**Text for analysis:**

■ ■ ■ ■

Speaker: Marwin Schindler
Advances in measurement technologies and 3D vision have significantly enhanced the speed and precision with which real-world objects and landscapes can be captured and reconstructed. These virtual reconstructions are relevant for surveying applications and are frequently encoded as point clouds. Often, reconstructions of objects or landscapes are acquired over time to monitor their changes. Intuitive visualization that allows one to comprehend the shifts over time in such reconstructions could be of help, but the vast size of the data imposes challenges on comparative visualization pipelines. Outside of computationally intensive algorithms tailored to applications for the medical domain, there is a gap in approaches that allow for comparing differences within ensembles of shapes.

■ ■ ■ ■

**Supplied material:**
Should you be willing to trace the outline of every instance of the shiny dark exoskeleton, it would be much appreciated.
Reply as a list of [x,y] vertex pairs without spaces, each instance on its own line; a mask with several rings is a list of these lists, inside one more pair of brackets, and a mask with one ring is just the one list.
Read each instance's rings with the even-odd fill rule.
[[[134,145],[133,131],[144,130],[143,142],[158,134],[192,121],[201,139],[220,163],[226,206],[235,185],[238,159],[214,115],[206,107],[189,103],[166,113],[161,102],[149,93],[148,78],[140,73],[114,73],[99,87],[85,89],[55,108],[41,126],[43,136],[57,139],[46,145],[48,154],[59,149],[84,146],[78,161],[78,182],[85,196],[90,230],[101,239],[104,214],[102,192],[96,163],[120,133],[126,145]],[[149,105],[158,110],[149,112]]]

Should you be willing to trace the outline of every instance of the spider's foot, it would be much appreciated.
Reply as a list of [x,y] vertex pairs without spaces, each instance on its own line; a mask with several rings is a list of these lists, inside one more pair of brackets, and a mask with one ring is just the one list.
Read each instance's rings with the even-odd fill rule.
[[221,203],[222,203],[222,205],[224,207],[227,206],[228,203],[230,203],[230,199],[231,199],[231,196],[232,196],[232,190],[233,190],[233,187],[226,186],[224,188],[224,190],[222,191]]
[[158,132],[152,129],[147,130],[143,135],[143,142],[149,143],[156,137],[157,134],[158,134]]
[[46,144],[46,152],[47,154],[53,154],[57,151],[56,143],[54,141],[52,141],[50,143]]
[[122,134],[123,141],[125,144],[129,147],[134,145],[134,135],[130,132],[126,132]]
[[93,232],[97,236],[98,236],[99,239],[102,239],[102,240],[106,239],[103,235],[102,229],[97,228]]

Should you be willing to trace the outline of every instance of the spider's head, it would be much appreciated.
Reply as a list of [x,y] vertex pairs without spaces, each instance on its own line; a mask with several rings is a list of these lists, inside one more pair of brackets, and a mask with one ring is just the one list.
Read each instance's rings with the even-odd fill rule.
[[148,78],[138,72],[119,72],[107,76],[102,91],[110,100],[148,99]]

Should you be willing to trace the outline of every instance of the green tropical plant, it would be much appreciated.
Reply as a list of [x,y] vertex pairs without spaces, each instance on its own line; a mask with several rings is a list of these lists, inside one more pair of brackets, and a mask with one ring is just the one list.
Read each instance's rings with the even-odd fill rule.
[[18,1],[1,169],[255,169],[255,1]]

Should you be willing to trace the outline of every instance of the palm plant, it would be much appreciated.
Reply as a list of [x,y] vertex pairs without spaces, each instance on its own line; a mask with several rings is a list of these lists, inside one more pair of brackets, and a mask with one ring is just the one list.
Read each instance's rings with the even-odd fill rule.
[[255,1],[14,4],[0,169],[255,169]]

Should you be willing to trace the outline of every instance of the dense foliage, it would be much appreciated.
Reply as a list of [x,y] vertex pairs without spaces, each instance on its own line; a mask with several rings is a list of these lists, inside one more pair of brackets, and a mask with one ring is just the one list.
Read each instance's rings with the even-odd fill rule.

■ ■ ■ ■

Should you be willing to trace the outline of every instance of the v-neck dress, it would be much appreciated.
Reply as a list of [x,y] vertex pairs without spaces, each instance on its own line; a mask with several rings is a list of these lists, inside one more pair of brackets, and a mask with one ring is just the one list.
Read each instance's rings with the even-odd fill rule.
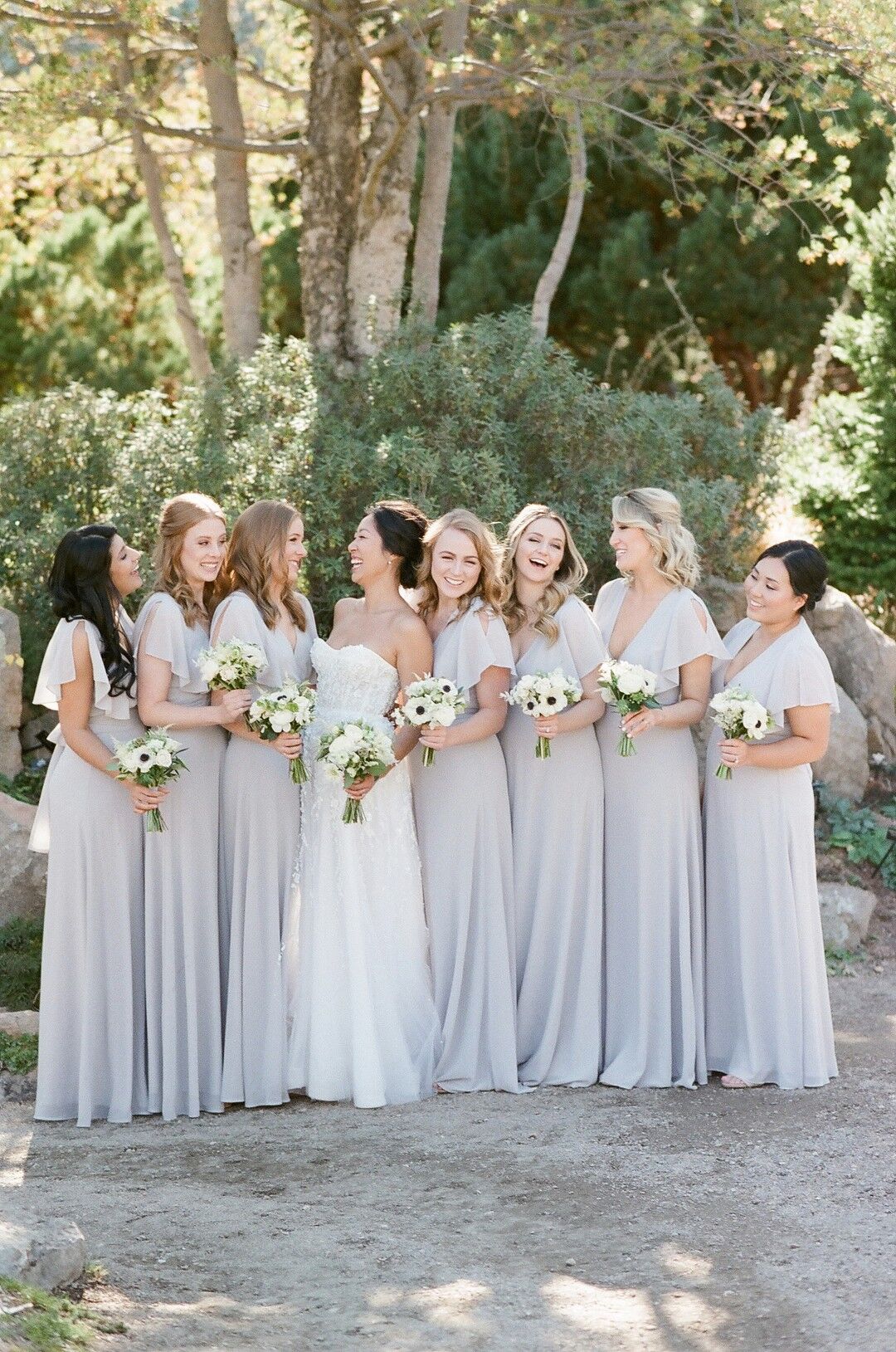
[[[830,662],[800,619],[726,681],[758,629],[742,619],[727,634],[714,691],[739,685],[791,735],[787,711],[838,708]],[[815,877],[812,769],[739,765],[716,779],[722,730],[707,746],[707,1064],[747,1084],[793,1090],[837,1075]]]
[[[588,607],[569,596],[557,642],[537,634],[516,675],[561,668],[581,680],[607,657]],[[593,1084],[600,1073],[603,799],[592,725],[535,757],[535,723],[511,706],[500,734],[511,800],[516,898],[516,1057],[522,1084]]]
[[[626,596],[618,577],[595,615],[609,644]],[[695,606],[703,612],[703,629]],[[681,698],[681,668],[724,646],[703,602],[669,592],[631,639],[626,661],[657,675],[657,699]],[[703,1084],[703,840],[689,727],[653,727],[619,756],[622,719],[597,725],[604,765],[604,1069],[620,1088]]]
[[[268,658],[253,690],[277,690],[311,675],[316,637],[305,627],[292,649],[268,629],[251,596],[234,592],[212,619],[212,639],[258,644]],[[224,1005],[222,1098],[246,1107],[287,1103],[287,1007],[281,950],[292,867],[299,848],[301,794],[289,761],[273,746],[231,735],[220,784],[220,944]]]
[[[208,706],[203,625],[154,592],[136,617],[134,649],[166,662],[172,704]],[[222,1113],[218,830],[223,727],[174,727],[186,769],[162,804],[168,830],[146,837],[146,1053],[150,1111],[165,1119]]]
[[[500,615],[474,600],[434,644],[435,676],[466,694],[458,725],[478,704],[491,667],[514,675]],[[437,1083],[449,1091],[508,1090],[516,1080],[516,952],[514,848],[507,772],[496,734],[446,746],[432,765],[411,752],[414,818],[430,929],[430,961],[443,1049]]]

■ ■ ■ ■

**Assignment:** Extend the talk abstract on visualizing changes in point cloud reconstructions, picking up after its last sentence. You won't need the rows for this.

**Exercise output:**
We designed and implemented a framework to support the comparative visualization of ensembles of point clouds. By utilizing the mature mathematical framework of optimal transport, we circumvent shortcomings of commonly employed nearest neighbor-based approaches and allow our method to compare a whole ensemble of reconstructions in a comprehensive representation. If there is no inherent ordering, our method enables the automatic arrangement of individual point clouds, establishing their relationships and simplifying the analysis process. We derive additional metrics about the whole ensemble, which are then used to enrich the visualization and help to detect patterns of variation within the data. We enable a smooth transition between displayed point clouds in an animation and offer visual aids that highlight the characteristics of each shape and how these change. Our method processes the data fast and provides comprehensive means to browse through a large ensemble of point clouds.